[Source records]
◆ ◆ ◆ ◆ ◆
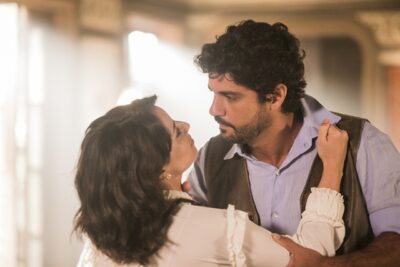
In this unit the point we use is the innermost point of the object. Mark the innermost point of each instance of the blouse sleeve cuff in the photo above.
(236, 225)
(326, 204)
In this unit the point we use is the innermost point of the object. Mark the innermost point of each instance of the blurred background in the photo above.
(65, 62)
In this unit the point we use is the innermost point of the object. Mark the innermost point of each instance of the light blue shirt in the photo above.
(276, 191)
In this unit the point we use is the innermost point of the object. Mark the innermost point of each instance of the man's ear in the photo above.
(277, 97)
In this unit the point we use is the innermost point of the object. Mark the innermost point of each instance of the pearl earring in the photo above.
(165, 176)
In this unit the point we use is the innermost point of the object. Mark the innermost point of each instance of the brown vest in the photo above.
◆ ◆ ◆ ◆ ◆
Reproduce only the lines running from the one that contains "background in the photo above." to the last line of the records.

In this unit the point we use is the innermost point of the object. Mark the innermost point of each instance of the blurred background in the photo above.
(65, 62)
In this unit the point we use is the innermost point of the object. Mark the innermost point of each instance of the light blue shirt in the photo above.
(276, 191)
In this unit the point we use is the innermost point of the object. Mark the innermost point of each instance of the man's ear in the photo above.
(277, 97)
In this unit the point we use is the innermost point of the object. Mark the innermost point of each instance of the pearl earring in the photo above.
(165, 176)
In this unit the point we use is the innermost point of the object. Mark the innermost point of each instance of the brown vest in the photo above.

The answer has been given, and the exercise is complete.